# Requirement A:
Repeat the passage on fuzzy-logic task offloading below word for word, from "Step 1. The" to "Finally, return the result.".

# Provided text:
[Begin]
Step 1. The vehicle layer submits the request task for the vehicle.
Step 2. The FLI algorithm of the edge layer determines the compute node of the task.
Step 3. If the compute node is a cloud node, the task is sent to the cloud node for processing and then return the result.
Step 4. If the compute node is an edge node, the edge node applies the KDMSSA algorithm to the task queue after a certain interval. It allocates specific virtual machine computing resources. The tasks are executed on the specified virtual machine. Finally, return the result.
3.1 FLI algorithm
Typically, any number of input variables are used in fuzzy logic. This paper selects variables that have a significant impact on task execution performance. Bandwidth of cloud nodes and virtual machine utilization of edge servers are important factors. The characteristics of the vehicle's mission also have a certain impact. Therefore, this paper selects task length, bandwidth of cloud node, and virtual machine utilization of edge node as the input of fuzzy inference system. Because the vehicle is in constant motion. The location is constantly changing. The location of the vehicle affects the choice of the computing node for the task. Therefore, this paper presents two different scenarios (with overlap/without overlap). The method of task node selection based on fuzzy logic inference. Fuzzy logic system consists of four parts, input, fuzzification, rule base, and defuzzification. The details are as follows.
(1) Case1
(2) There is no overlap.
The case 1 of Fig. 3, the areas of responsibility of adjacent edge servers do not overlap with each other. The vehicle is in the area where a single edge server is responsible. In fuzzy inference, it will determine how to process the requests from vehicles. Specifically, it is to decide whether these requests should be processed by cloud nodes or edge servers.
Input. In Fig. 3, in order to select the best compute node, this paper selects the task length, the bandwidth of the cloud node, and the virtual machine utilization of the edge node as the input of the fuzzy inference system. Mathematically, it can be defined as the formula (1). Where \(\epsilon\) represents the length of the task, \(\eta\) represents the virtual machine utilization of the edge server, and \(\theta\) represents the cloud node bandwidth. In general, fuzzy logic reasoning uses linguistic variables (non-numbers) from natural language in the case of numerical values. Therefore, this paper uses low (L), medium (M) and high (H) as language variables.
[End]
# Given information:
[Begin]
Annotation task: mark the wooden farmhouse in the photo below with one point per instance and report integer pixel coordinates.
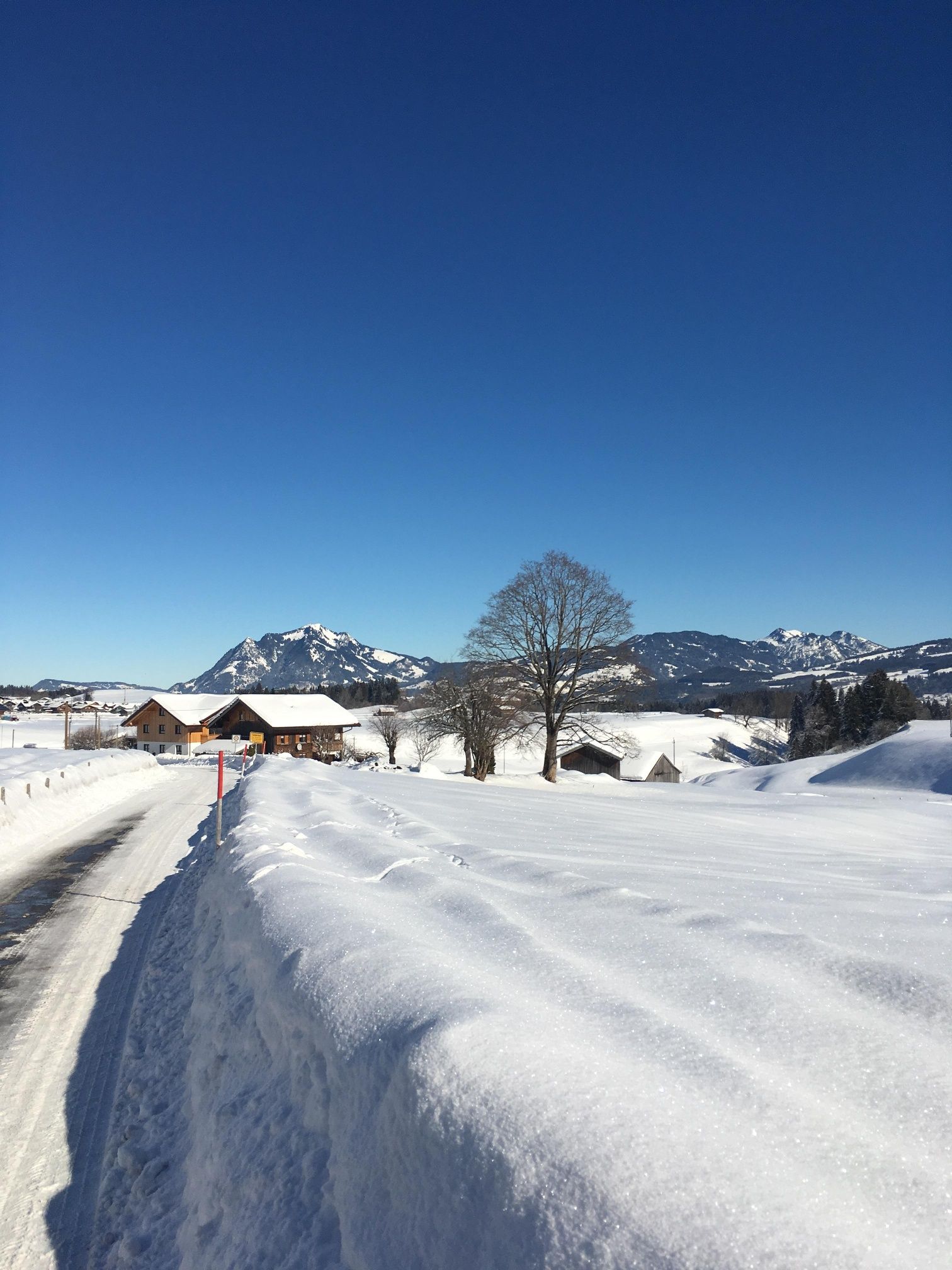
(592, 758)
(176, 723)
(306, 724)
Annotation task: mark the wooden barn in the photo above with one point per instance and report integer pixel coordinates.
(593, 758)
(663, 770)
(302, 724)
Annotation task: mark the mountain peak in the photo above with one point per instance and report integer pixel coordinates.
(307, 657)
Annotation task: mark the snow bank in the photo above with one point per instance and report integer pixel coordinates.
(437, 1025)
(917, 758)
(51, 808)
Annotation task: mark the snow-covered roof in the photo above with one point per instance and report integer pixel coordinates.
(295, 710)
(606, 747)
(188, 707)
(639, 767)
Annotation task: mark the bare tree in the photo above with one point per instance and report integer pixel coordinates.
(558, 629)
(480, 707)
(424, 741)
(388, 727)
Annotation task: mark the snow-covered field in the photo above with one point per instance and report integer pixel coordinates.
(47, 729)
(426, 1022)
(81, 784)
(686, 740)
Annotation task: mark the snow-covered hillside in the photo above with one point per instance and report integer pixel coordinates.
(306, 657)
(686, 740)
(672, 656)
(803, 651)
(429, 1024)
(917, 760)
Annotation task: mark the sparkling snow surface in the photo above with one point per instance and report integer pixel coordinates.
(91, 781)
(445, 1025)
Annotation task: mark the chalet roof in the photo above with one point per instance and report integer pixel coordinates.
(293, 710)
(188, 707)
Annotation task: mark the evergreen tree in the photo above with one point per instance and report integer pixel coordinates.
(798, 728)
(851, 728)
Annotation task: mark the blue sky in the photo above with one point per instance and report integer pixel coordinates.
(337, 312)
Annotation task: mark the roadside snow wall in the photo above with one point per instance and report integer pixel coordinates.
(403, 1051)
(55, 777)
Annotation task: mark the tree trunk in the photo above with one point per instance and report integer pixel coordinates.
(548, 764)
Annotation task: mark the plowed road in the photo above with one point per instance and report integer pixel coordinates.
(66, 987)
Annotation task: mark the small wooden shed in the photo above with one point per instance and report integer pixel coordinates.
(666, 771)
(592, 758)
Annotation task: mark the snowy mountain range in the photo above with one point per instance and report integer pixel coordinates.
(306, 657)
(676, 655)
(315, 655)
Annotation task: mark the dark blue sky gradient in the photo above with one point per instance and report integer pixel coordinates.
(338, 311)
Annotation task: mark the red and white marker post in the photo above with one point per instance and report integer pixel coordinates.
(221, 789)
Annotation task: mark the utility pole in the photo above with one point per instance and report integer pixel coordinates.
(221, 786)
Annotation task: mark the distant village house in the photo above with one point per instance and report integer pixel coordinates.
(597, 758)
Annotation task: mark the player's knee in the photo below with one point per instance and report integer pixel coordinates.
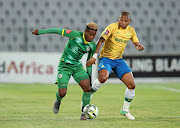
(131, 85)
(87, 89)
(103, 79)
(62, 93)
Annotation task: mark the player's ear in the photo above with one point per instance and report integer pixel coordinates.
(118, 19)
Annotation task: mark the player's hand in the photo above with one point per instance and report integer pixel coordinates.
(140, 47)
(90, 62)
(35, 32)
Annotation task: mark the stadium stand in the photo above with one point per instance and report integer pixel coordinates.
(157, 22)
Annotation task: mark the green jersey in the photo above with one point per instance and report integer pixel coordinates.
(76, 46)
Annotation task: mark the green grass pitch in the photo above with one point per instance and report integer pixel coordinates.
(30, 106)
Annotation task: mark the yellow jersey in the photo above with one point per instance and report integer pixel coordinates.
(116, 39)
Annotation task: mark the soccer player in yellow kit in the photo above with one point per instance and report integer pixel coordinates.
(116, 36)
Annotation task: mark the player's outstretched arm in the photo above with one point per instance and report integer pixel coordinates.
(139, 46)
(47, 31)
(93, 59)
(35, 32)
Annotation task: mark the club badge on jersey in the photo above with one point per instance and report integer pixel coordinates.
(106, 32)
(68, 31)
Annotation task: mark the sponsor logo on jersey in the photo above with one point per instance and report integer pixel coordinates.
(128, 34)
(88, 48)
(106, 32)
(102, 66)
(68, 31)
(59, 75)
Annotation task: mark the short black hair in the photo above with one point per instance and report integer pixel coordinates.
(91, 26)
(126, 14)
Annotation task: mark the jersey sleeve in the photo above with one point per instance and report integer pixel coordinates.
(134, 38)
(90, 54)
(107, 32)
(63, 32)
(50, 31)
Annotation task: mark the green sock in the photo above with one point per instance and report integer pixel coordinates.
(86, 99)
(58, 97)
(93, 91)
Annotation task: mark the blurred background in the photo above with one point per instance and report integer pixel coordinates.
(157, 24)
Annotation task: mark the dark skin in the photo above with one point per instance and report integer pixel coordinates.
(85, 84)
(127, 79)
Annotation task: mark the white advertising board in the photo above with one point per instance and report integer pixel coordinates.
(27, 67)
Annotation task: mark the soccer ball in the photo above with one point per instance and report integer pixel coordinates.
(91, 111)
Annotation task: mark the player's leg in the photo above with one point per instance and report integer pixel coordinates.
(128, 80)
(124, 73)
(105, 67)
(82, 78)
(62, 81)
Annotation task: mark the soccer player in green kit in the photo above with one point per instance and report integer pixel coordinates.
(78, 44)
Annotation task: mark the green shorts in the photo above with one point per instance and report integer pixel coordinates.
(66, 70)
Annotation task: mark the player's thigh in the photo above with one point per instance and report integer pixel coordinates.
(121, 69)
(85, 85)
(80, 75)
(105, 67)
(128, 80)
(63, 79)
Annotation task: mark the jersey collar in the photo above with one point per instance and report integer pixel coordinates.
(86, 42)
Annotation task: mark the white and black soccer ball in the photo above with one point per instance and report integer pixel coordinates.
(91, 111)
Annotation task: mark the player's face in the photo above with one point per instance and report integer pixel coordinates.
(124, 21)
(89, 35)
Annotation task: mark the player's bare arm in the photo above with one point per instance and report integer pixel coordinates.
(93, 59)
(35, 32)
(138, 46)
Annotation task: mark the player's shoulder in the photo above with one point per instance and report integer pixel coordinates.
(93, 43)
(114, 25)
(79, 33)
(130, 28)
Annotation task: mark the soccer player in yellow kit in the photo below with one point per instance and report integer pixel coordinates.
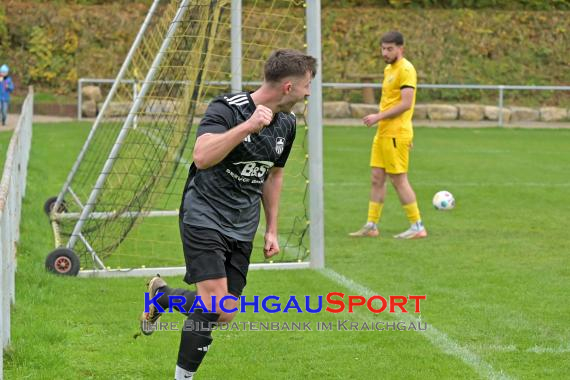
[End]
# Requirement B:
Please pull out every line of the records above that contains the word "ball".

# Written reply A:
Step 1. The vehicle layer submits the request task for the vehicle.
Step 2. The FLI algorithm of the edge layer determines the compute node of the task.
Step 3. If the compute node is a cloud node, the task is sent to the cloud node for processing and then return the result.
Step 4. If the compute node is an edge node, the edge node applies the KDMSSA algorithm to the task queue after a certain interval. It allocates specific virtual machine computing resources. The tasks are executed on the specified virtual machine. Finally, return the result.

# Written reply B:
Annotation task: mark the soccer ball in the photo above with one point per instance and report integer pixel coordinates.
Annotation task: mark the white and black soccer ball in the photo above with one point per instance and report integer pixel coordinates.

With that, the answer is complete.